(WHAT THE EXERCISE ASKS) Write out all the data below line for line, character for character, but leave out the pictures.

──────── DATA SUPPLIED ────────

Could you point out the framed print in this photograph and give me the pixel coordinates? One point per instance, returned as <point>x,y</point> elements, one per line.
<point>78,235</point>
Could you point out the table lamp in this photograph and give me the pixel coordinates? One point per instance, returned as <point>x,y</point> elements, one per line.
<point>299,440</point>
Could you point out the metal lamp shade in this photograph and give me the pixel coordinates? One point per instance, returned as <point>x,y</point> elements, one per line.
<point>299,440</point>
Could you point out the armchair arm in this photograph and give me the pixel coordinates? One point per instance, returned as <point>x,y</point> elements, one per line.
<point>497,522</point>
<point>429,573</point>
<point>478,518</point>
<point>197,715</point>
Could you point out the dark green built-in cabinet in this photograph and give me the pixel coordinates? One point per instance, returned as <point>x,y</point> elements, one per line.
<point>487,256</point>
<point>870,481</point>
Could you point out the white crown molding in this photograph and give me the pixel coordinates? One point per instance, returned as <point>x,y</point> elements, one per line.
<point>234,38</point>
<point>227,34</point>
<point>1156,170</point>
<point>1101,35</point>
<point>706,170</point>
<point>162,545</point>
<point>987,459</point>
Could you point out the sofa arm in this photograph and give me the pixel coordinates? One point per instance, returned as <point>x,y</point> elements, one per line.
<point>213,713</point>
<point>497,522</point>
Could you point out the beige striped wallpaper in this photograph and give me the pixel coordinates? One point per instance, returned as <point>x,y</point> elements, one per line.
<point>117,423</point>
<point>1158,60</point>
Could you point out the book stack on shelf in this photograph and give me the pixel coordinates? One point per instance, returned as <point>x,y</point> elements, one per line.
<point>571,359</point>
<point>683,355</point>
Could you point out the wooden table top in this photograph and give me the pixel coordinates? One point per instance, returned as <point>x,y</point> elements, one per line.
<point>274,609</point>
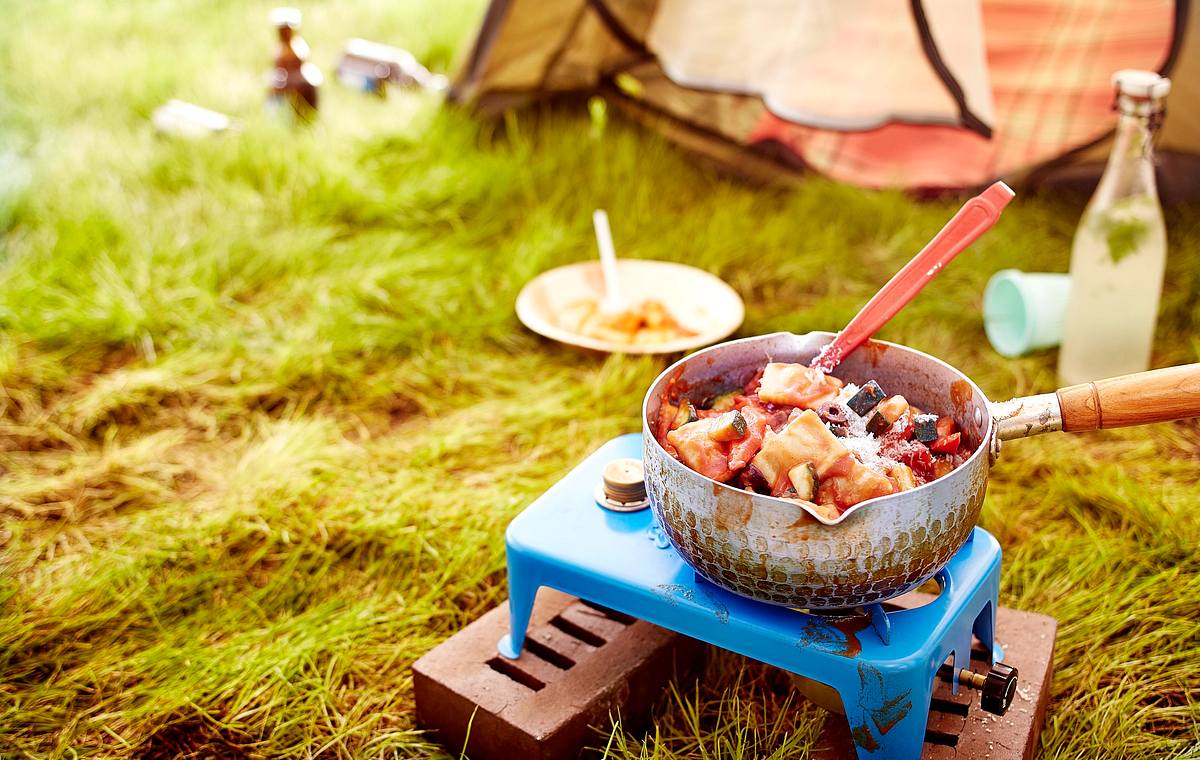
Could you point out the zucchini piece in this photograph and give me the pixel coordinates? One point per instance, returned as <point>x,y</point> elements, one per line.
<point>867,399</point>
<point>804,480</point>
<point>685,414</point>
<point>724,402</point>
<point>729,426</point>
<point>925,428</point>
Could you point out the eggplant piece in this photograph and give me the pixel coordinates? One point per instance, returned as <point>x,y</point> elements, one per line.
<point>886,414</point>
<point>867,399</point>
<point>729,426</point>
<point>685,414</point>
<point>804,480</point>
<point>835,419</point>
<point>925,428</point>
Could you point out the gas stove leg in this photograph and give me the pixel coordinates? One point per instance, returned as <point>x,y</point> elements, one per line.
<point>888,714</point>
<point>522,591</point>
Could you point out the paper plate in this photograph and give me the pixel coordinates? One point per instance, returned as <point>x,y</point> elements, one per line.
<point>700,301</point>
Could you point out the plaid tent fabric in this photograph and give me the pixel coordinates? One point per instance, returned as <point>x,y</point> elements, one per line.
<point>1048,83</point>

────────

(ANSWER)
Could you point out the framed print in this photograph and give me the pixel coordinates? One point per instance, returned as <point>x,y</point> elements, one per line.
<point>78,235</point>
Could you point out the table lamp in this photograph and give me the pixel coordinates? One point per instance, returned as <point>x,y</point> elements, one per line.
<point>299,440</point>
Could you point out the metal lamp shade in this photograph and give me the pixel coordinates? One point per instance, returned as <point>x,y</point> elements, one per line.
<point>299,440</point>
Could you point out the armchair arm in this photograph and give me the pixel coordinates? One point per instance, returned as <point>x,y</point> elements, one per line.
<point>497,522</point>
<point>429,573</point>
<point>478,518</point>
<point>197,715</point>
Could you point out the dark green built-in cabinet in this photograph and give me the pixel coordinates? One point per instance, returned as <point>x,y</point> elements, one per line.
<point>487,256</point>
<point>870,481</point>
Could you point out the white crown molding in this photograph and give me the pixel coordinates? One point per instance, returned as <point>x,y</point> elements, one per line.
<point>234,38</point>
<point>227,34</point>
<point>1156,170</point>
<point>1101,35</point>
<point>706,170</point>
<point>162,545</point>
<point>987,459</point>
Could you point out the sofa arm in this photograph and give me the pixel coordinates? One point per instance, returned as <point>x,y</point> elements, one per line.
<point>213,713</point>
<point>497,522</point>
Could you point out the beige striped wallpaper in this photograph and give me the pixel coordinates? One point per instance, returned as <point>x,y</point> elements, one per line.
<point>117,423</point>
<point>1158,60</point>
Could you point out the book stack on shelf in this photograph and give me the pixel coordinates? One point per instance, returned as <point>x,y</point> elements, one per line.
<point>571,359</point>
<point>683,355</point>
Could you point out the wooden table top in this photograph and give me the pixel coordinates? One point per instance, returned as <point>x,y</point> elements, one per line.
<point>274,609</point>
Could you point out the zucchini piece in this photograph and give me the pixel coordinates? One point per instance, returned as <point>x,y</point> elements, one per line.
<point>867,399</point>
<point>804,480</point>
<point>685,414</point>
<point>724,402</point>
<point>729,426</point>
<point>925,428</point>
Could you point out the eggplant piece in this photograph and give me the pixel coordinates? One point per instance, returned as <point>x,y</point> elements, one per line.
<point>886,414</point>
<point>867,399</point>
<point>729,426</point>
<point>685,414</point>
<point>804,480</point>
<point>835,419</point>
<point>925,428</point>
Could you point out the gas stove leg in this photograph and give me the pixel coordinates? One point per instance, returned as <point>x,y</point> elements, one per line.
<point>888,714</point>
<point>522,591</point>
Could you point out the paper plate in this photograph and give me the pixel coordinates? One point per instance, returned as <point>x,y</point> elements, one per line.
<point>700,301</point>
Could you point out the plaid tent fabric in this photograph and give me the pixel coordinates? One point per instance, returned as <point>x,y</point> elements, one per line.
<point>1048,83</point>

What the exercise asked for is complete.